What you need to produce from the material below is an exact transcription of the lines from the one with "TARGET: the white window frame" through the one with "TARGET: the downspout", both included, and no other line.
[Opening Working data section]
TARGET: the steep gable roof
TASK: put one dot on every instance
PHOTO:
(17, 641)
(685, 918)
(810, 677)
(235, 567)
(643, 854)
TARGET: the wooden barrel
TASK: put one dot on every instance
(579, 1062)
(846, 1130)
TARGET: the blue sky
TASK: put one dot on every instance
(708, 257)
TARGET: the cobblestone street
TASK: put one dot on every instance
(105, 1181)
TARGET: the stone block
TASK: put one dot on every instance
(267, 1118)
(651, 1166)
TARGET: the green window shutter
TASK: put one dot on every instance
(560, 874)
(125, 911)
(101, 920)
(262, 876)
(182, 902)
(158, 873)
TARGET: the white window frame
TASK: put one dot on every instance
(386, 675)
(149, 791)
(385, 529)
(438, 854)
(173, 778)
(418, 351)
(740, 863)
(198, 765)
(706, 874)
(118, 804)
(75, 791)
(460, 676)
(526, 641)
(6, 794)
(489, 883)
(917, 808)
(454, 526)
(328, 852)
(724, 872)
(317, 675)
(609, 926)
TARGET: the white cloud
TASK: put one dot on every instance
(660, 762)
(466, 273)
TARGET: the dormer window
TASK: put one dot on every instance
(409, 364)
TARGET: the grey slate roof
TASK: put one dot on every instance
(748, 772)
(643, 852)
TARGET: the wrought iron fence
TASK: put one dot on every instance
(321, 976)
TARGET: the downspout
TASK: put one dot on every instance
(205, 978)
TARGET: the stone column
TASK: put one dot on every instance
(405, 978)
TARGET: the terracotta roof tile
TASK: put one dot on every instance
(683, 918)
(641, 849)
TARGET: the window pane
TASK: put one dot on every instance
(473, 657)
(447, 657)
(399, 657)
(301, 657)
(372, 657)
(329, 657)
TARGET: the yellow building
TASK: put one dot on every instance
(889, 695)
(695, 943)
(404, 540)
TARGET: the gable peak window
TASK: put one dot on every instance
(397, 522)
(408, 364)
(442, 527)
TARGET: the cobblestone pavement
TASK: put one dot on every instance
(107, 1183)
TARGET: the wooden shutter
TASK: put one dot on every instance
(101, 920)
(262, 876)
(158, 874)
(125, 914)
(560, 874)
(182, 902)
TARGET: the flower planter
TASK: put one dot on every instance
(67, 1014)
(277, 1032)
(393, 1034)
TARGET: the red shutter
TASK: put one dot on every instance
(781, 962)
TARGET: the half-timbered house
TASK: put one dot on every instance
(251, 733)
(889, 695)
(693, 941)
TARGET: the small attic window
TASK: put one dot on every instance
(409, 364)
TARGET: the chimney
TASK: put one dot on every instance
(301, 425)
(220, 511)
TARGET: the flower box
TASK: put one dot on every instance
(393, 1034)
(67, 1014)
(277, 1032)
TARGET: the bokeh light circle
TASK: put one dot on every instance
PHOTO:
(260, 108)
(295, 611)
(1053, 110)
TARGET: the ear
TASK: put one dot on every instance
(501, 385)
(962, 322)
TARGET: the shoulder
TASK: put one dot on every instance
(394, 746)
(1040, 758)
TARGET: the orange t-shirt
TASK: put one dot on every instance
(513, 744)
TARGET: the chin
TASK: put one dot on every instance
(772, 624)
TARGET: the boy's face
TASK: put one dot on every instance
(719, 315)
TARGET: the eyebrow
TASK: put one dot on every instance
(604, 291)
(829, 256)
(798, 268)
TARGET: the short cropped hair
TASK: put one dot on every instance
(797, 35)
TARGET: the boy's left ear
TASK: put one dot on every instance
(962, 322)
[Closing Working data section]
Solution
TARGET: the white window frame
TASK: put one dot on every instance
(386, 675)
(149, 791)
(385, 529)
(438, 854)
(173, 778)
(418, 351)
(740, 863)
(198, 765)
(706, 874)
(118, 804)
(75, 791)
(460, 676)
(526, 641)
(6, 794)
(489, 883)
(917, 808)
(454, 526)
(328, 852)
(724, 872)
(317, 675)
(609, 926)
TARGET: the white cloud
TASK: put one dot on every instance
(660, 762)
(466, 273)
TARGET: the dormer window
TASK: put one dot on every instance
(409, 364)
TARGET: the grey slate roof
TASK: put one dot on every instance
(748, 772)
(643, 852)
TARGET: the wrought iron fence
TASK: put one dot on every instance
(321, 976)
TARGET: the downspout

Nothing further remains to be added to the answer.